Supplied records:
=====

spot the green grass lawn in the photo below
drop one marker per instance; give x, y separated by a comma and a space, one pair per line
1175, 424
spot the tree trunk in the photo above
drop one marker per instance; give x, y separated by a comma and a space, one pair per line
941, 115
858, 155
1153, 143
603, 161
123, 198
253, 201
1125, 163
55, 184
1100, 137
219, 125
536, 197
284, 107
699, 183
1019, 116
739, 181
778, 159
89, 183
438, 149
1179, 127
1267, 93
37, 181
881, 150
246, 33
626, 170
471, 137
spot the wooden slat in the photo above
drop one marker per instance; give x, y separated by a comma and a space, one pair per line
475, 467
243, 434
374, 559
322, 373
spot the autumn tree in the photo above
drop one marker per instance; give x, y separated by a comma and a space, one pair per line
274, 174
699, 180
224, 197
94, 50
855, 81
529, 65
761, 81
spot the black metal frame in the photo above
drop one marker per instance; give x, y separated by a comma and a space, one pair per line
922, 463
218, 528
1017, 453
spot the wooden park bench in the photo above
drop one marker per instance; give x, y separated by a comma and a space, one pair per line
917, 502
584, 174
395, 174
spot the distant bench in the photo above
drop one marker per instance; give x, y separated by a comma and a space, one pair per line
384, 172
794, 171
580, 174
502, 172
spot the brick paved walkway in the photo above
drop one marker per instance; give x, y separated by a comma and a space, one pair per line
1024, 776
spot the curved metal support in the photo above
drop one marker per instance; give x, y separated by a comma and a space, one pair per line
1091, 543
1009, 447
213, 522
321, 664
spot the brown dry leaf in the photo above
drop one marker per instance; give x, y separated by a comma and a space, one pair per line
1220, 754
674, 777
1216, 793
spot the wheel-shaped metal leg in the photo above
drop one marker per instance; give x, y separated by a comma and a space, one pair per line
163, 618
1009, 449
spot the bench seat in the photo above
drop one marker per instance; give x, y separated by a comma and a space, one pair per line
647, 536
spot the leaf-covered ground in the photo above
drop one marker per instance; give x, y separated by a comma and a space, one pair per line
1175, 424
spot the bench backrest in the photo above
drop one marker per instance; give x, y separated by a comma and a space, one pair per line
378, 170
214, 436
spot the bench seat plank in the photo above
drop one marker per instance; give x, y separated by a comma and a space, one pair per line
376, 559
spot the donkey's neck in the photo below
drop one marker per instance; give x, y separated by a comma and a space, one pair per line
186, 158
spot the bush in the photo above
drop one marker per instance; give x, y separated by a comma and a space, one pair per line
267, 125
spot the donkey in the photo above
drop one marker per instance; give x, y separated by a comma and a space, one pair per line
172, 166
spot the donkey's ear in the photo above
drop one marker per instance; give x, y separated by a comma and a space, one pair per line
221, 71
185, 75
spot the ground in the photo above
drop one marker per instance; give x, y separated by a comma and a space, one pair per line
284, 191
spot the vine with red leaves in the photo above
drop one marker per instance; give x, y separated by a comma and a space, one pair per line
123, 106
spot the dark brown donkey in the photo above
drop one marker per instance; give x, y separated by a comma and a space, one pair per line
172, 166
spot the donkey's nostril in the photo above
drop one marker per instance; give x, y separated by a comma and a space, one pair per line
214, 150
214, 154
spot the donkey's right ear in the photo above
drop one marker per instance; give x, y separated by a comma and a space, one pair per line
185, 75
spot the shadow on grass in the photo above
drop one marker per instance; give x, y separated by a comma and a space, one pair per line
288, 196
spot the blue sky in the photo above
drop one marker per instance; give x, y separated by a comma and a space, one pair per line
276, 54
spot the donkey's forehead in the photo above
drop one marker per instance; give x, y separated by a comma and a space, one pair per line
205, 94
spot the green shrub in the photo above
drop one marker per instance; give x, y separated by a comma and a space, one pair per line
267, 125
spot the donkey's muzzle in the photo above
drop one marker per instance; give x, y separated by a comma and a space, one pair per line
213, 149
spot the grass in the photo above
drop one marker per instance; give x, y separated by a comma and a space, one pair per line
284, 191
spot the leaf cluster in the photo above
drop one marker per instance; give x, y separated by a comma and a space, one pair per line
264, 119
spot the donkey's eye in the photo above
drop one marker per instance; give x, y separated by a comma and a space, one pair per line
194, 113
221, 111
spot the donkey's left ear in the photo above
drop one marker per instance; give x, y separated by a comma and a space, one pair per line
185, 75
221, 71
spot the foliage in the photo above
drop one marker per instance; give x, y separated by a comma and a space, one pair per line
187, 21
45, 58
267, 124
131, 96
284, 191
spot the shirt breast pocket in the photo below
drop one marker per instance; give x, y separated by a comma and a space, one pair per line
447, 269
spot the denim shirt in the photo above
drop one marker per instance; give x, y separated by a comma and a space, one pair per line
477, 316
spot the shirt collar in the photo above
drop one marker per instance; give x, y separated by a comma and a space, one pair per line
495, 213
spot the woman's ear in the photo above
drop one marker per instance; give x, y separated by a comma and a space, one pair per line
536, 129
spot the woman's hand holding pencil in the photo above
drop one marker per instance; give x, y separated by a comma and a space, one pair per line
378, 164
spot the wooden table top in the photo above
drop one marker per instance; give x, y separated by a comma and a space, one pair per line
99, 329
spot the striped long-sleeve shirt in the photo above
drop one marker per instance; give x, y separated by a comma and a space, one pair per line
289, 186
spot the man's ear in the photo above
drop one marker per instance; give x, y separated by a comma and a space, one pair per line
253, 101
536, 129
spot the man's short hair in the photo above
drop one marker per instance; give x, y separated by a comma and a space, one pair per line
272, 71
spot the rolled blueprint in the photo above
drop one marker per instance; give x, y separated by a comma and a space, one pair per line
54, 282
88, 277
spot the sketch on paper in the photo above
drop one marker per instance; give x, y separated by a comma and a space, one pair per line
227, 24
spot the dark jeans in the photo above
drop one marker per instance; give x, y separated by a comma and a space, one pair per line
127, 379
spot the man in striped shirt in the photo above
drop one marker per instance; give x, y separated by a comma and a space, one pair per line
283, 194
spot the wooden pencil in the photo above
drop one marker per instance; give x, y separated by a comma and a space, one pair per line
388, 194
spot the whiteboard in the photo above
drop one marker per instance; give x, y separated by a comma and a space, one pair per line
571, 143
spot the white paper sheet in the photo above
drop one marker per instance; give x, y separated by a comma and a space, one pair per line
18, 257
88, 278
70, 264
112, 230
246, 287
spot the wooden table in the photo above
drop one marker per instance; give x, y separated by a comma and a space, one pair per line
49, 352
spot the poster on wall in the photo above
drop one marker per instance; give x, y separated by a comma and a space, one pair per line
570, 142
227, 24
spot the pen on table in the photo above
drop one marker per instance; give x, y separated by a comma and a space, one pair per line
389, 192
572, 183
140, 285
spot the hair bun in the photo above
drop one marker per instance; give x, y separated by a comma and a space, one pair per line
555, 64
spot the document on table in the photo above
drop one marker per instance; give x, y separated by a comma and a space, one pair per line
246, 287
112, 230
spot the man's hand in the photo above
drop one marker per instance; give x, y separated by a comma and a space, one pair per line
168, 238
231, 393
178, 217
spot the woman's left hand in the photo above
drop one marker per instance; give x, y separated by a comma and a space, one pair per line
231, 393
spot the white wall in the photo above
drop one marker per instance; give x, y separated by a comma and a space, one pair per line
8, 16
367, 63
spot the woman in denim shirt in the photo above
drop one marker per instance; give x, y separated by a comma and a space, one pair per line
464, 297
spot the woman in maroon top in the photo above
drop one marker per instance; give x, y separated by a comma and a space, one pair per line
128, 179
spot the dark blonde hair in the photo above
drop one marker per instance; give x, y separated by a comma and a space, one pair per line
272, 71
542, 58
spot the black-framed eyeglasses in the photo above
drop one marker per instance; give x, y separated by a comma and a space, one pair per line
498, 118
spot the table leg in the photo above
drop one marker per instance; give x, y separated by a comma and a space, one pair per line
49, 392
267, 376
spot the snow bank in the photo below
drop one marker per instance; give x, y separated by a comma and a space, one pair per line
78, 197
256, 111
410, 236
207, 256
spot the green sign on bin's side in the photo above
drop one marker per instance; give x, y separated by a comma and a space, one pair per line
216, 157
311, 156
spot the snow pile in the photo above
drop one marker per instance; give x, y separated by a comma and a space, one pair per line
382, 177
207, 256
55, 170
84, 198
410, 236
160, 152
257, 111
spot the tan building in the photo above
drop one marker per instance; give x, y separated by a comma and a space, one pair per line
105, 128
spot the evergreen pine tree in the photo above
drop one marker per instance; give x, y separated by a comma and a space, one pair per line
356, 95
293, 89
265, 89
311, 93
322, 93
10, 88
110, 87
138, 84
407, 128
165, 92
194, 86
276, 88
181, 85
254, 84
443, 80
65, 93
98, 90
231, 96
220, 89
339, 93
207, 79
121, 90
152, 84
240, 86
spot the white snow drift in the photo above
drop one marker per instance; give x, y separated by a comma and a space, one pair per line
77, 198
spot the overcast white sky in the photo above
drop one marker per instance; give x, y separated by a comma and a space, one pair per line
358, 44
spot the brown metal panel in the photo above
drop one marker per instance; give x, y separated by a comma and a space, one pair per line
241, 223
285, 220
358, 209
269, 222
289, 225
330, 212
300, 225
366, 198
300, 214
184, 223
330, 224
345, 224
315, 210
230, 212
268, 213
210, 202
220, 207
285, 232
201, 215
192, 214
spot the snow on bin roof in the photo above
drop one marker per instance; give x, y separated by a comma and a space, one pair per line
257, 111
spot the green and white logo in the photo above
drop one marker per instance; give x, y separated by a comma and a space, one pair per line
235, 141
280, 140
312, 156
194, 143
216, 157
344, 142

=====

Task details: Beginning at the line containing "spot the table leg in the photo above", repeat each line exactly through the last line of the entries, and include no other lines.

Result of the task:
spot the table leg in the photo above
drop one marker per instance; give x, y separated by a comma and a space, one pair per line
49, 392
267, 376
spot the snow bank in the photo below
drop one marker per instance; give x, y separated by a comma and a space, one pair per line
78, 197
256, 111
410, 236
207, 256
spot the green sign on bin's side in the photo above
drop one marker per instance; give x, y separated by a comma and a space, one pair per line
216, 157
311, 156
spot the snow pile in the photo above
drop one marker per instance; give x, y separated by a comma and a space, one pair per line
382, 177
207, 256
55, 170
84, 198
410, 236
160, 152
257, 111
spot the tan building in the photo above
drop one marker per instance; give x, y separated by a comma and a space, one pair per line
105, 128
spot the evergreen pine tree in the photo above
drop one marker per instance; give x, y separated by a comma and a space, one pair per line
356, 95
293, 89
265, 89
311, 93
322, 93
10, 88
110, 87
138, 84
407, 128
165, 92
194, 86
276, 88
181, 85
254, 84
443, 80
65, 93
98, 90
231, 96
220, 89
339, 93
207, 79
121, 90
152, 84
240, 86
spot the white snow drift in the photo above
drop one marker per instance; give x, y separated by a comma and a space, one pair per line
77, 198
spot the overcast white sky in the photo above
drop one marker per instance; give x, y separated by a comma and a space, one pair per line
358, 44
spot the brown metal panel in the photo above
drop one marker per instance; give x, y separated by a comma and a space, one pair per line
241, 223
285, 220
358, 209
269, 222
289, 225
330, 212
300, 225
366, 198
300, 214
184, 223
330, 224
345, 224
315, 210
230, 212
268, 213
210, 202
220, 207
285, 232
201, 215
192, 214
spot the snow on bin roof in the photo above
drop one marker per instance; give x, y separated by a comma and a space, one pair per line
257, 111
spot the green and white logo in the photo above
drop one marker per instance; give x, y separated by a comma and a space, one pair per line
235, 141
280, 140
312, 156
194, 143
216, 157
344, 142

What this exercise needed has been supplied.